Last week, there was an online seminar, organized jointly by the Westminster Foundation for Democracy and Hull University Centre for Legislative Studies, to mark the publication of Parliaments and Post-Legislative Scrutiny, originally published as a special issue of The Journal of Legislative Studies. The work draws together various studies of the significance and development of post-legislative scrutiny.
People’s lives are shaped by what is permitted or prohibited by law. Law can constrain or empower individuals, regulate industry, and impose taxes, fines and provide for terms of imprisonment for those who transgress the law. Legislatures are the bodies that have to assent to law, but approving law should not be seen as the end of the process. A law may not have the effect intended. It may have unintended effects or simply have no effect. The wording may be overly broad or ambiguous.
One can argue therefore that for law to be ‘good’ law – achieving its purpose – it needs to be revisited. It needs to be assessed in terms of whether it is achieving its desired effect. Hence the case for the legislature to review whether a measure has achieved what it was designed to achieve. It is important, though, that post-legislative scrutiny is not a re-run of arguments of principle that may have occurred at the time the measure was passed. It is essential that it is assessed against what it was designed to achieve, not against what some may have preferred it to say.
The case for post-legislative scrutiny is valid at any time, but arguably even more so at the present time. Legislatures have variously passed emergency legislation to confer extraordinary powers to deal with the coronavirus pandemic. There is a powerful case for putting in place systematic post-legislative scrutiny for measures passed in haste, especially where those measures are not subject to sunset clauses. Even if they are, there is a case for post-legislative scrutiny to determine what lessons may be drawn in the event of a similar crisis occurring again.

==================================================

Extract, word for word, the stretch of the post-legislative scrutiny text that begins at "One can argue" and stops after "preferred it to say.".

* **Data block**:
==================================================

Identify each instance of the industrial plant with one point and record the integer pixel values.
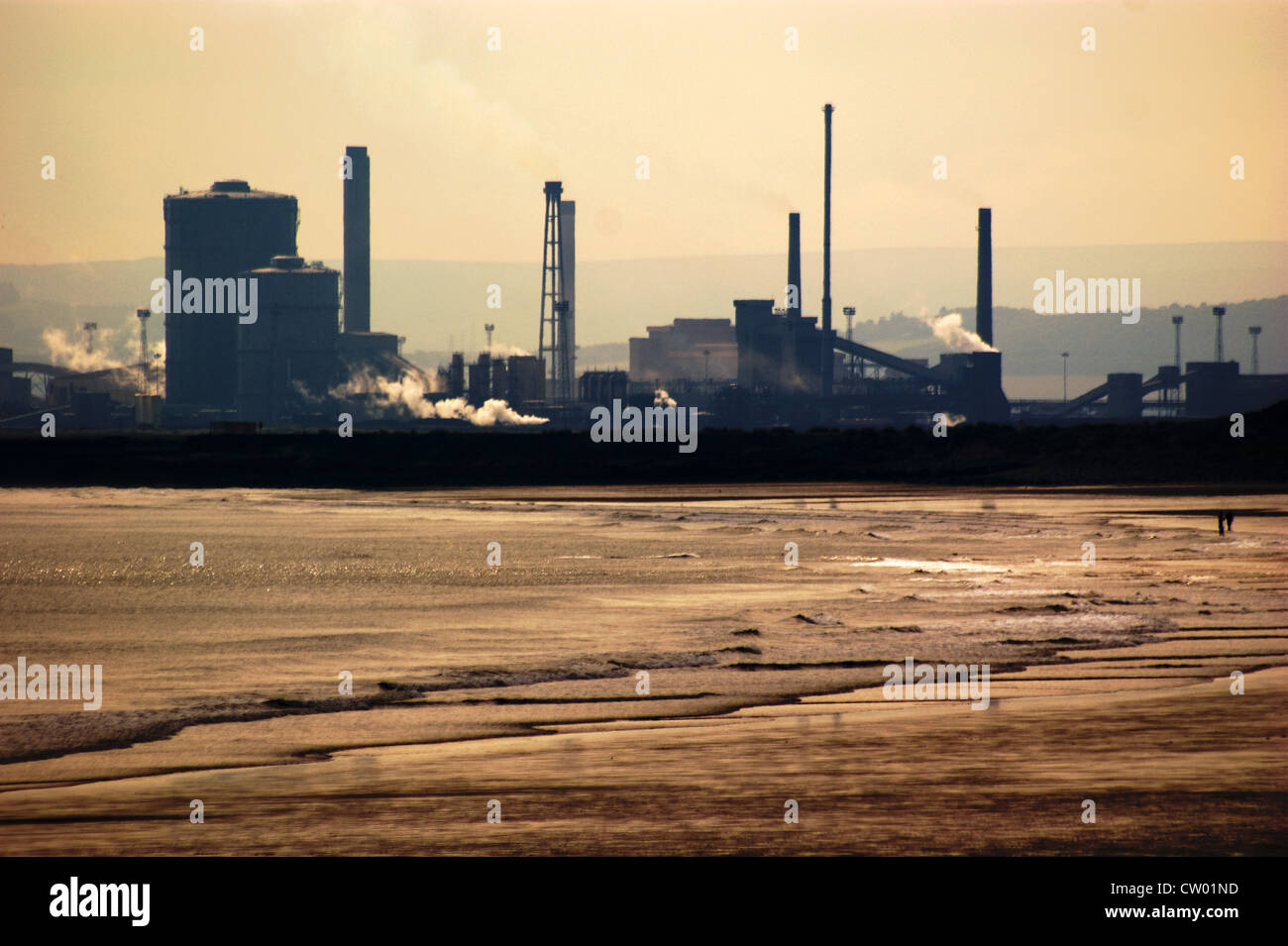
(308, 353)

==================================================

* **Output for this exercise**:
One can argue therefore that for law to be ‘good’ law – achieving its purpose – it needs to be revisited. It needs to be assessed in terms of whether it is achieving its desired effect. Hence the case for the legislature to review whether a measure has achieved what it was designed to achieve. It is important, though, that post-legislative scrutiny is not a re-run of arguments of principle that may have occurred at the time the measure was passed. It is essential that it is assessed against what it was designed to achieve, not against what some may have preferred it to say.